Selected text =
..........
- Born: Florence Louise Fisher September 18, 1918 Brooklyn, New York
- Died: May 26, 1972 (aged 53) Miami, Florida
- Other name: Florence Louise Fisher Bacolod
- Occupation: Motivational speaker
- Spouse(s): 1. Joe Rosinsky 2. David Bohm 3. Danny Orenstein 4. Manuel Bacolod

= Florrie Fisher =

American motivational speaker

Florence Louise Fisher Bacolod (September 18, 1918 – May 26, 1972) was an American motivational speaker in the 1960s and 1970s who traveled to high schools in the United States, telling stories about her past as a heroin addict and prostitute. Her eccentric mannerisms and often lurid stories – which included tales of prostitution, jailhouse lesbianism, and botched abortions – made her into a cult figure in the late 1970s and 1980s, with VHS tapes of her speaking engagements becoming collector's items.

==Biography==
Fisher was born in Brooklyn, New York to Morris Banz Fisher (1878–1971) and Pauline Ginsberg Fisher (1891–1983), both Lithuanian Jews. Her father was a life insurance salesman who immigrated in 1896.

Fisher said she had a series of short-lived marriages. She describes being married at least four separate times: first in a family-arranged marriage to a childhood friend named Joe Rosinsky; next, to her pimp, whom she identified in her autobiography as David Bohm; to a heroin junkie identified as Danny Orenstein, who claimed to be an insurance collector in Miami, Florida; and lastly, in 1968, to a Filipino sheet metal foreman named Manuel Bacolod, whom she initially met as a pen pal just prior to becoming a motivational speaker.

After an interview with David Susskind generated 100,000 letters, Susskind invited Fisher to appear on The Mike Douglas Show, which he co-hosted in 1969. Fisher then began speaking at schools and wrote the autobiography The Lonely Trip Back, which told of her life from childhood up to the point when she became a motivational speaker.
..........
Your objective = Copy everything in the Florrie Fisher text from "After an interview" down to "became a motivational speaker.", word for word.
..........
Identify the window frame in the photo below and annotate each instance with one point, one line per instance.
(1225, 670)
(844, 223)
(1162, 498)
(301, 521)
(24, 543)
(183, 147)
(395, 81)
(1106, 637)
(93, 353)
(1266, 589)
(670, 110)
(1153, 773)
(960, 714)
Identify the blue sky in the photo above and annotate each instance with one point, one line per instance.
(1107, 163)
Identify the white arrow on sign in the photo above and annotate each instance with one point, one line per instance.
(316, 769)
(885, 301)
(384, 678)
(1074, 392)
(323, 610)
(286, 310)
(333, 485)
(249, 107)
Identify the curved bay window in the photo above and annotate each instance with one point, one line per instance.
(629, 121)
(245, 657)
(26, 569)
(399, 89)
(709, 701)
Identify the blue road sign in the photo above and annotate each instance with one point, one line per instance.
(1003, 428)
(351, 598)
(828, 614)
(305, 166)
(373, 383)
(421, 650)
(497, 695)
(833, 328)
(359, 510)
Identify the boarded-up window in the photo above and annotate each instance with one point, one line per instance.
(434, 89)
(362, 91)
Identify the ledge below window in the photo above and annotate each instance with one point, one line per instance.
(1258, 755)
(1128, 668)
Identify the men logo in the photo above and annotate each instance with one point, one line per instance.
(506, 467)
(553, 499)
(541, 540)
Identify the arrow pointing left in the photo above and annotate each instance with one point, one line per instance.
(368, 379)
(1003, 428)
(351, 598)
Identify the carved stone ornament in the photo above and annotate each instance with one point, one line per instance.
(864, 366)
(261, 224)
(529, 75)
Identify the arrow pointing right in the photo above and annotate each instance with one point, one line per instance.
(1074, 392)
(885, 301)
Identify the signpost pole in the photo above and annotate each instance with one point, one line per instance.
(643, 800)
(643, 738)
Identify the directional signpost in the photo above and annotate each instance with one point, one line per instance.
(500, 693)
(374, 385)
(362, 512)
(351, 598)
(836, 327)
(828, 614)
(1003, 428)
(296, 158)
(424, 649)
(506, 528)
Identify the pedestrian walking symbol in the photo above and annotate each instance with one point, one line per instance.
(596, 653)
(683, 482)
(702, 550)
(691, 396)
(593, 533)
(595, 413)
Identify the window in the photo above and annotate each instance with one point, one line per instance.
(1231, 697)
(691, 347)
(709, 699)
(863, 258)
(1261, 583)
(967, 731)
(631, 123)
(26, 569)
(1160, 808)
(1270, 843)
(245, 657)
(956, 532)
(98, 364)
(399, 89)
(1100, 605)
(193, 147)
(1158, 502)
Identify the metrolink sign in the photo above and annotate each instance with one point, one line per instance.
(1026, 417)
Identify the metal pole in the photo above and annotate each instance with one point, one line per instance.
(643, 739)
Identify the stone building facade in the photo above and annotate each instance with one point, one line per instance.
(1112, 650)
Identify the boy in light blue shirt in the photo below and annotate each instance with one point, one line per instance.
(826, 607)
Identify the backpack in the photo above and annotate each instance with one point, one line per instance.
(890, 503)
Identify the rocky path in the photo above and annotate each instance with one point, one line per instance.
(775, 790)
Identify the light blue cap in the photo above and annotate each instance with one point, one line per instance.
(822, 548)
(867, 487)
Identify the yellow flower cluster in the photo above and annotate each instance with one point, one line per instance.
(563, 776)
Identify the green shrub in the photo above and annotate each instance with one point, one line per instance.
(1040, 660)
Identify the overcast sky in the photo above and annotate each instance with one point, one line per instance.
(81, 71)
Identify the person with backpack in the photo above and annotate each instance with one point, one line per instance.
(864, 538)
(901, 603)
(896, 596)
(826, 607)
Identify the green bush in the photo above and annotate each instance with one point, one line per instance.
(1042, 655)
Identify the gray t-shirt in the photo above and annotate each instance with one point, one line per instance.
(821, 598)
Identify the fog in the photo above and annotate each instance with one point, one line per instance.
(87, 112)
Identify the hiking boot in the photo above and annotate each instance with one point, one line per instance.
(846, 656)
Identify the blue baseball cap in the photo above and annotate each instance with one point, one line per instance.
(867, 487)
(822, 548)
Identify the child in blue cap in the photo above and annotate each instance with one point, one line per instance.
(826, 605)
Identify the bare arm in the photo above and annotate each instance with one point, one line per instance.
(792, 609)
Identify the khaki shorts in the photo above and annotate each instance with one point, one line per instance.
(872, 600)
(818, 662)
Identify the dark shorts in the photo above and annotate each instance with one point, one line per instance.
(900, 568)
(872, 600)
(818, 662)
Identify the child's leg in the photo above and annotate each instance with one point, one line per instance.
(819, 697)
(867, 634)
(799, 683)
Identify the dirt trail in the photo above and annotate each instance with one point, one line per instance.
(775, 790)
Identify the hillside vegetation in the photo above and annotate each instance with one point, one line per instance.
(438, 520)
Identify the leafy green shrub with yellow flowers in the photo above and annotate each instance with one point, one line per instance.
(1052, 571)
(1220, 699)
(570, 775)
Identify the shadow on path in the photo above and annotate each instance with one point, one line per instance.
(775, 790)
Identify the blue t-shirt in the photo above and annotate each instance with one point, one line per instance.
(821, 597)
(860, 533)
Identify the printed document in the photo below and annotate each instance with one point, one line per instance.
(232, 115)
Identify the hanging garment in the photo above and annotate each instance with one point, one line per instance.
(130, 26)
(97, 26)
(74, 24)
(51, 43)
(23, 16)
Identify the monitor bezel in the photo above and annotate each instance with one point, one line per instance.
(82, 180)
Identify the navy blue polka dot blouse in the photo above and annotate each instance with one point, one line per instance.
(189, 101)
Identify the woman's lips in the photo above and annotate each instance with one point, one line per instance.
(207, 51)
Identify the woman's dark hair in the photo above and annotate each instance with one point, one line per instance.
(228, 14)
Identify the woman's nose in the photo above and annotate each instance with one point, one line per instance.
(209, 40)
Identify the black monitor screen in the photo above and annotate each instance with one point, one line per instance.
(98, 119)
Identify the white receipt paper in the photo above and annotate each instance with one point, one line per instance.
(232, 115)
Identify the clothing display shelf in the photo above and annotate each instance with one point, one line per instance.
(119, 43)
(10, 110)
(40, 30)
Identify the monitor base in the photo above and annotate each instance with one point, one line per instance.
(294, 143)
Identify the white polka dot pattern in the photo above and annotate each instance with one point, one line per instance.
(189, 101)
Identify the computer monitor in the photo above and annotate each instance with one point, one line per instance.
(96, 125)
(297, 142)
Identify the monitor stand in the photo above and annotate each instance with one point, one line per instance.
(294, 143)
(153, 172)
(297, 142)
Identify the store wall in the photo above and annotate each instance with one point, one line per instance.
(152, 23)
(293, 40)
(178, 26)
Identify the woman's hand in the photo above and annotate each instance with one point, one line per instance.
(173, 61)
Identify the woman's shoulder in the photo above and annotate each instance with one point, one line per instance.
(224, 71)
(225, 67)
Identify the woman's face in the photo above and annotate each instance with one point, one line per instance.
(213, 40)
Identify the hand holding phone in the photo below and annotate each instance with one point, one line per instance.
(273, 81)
..........
Your response =
After an interview with David Susskind generated 100,000 letters, Susskind invited Fisher to appear on The Mike Douglas Show, which he co-hosted in 1969. Fisher then began speaking at schools and wrote the autobiography The Lonely Trip Back, which told of her life from childhood up to the point when she became a motivational speaker.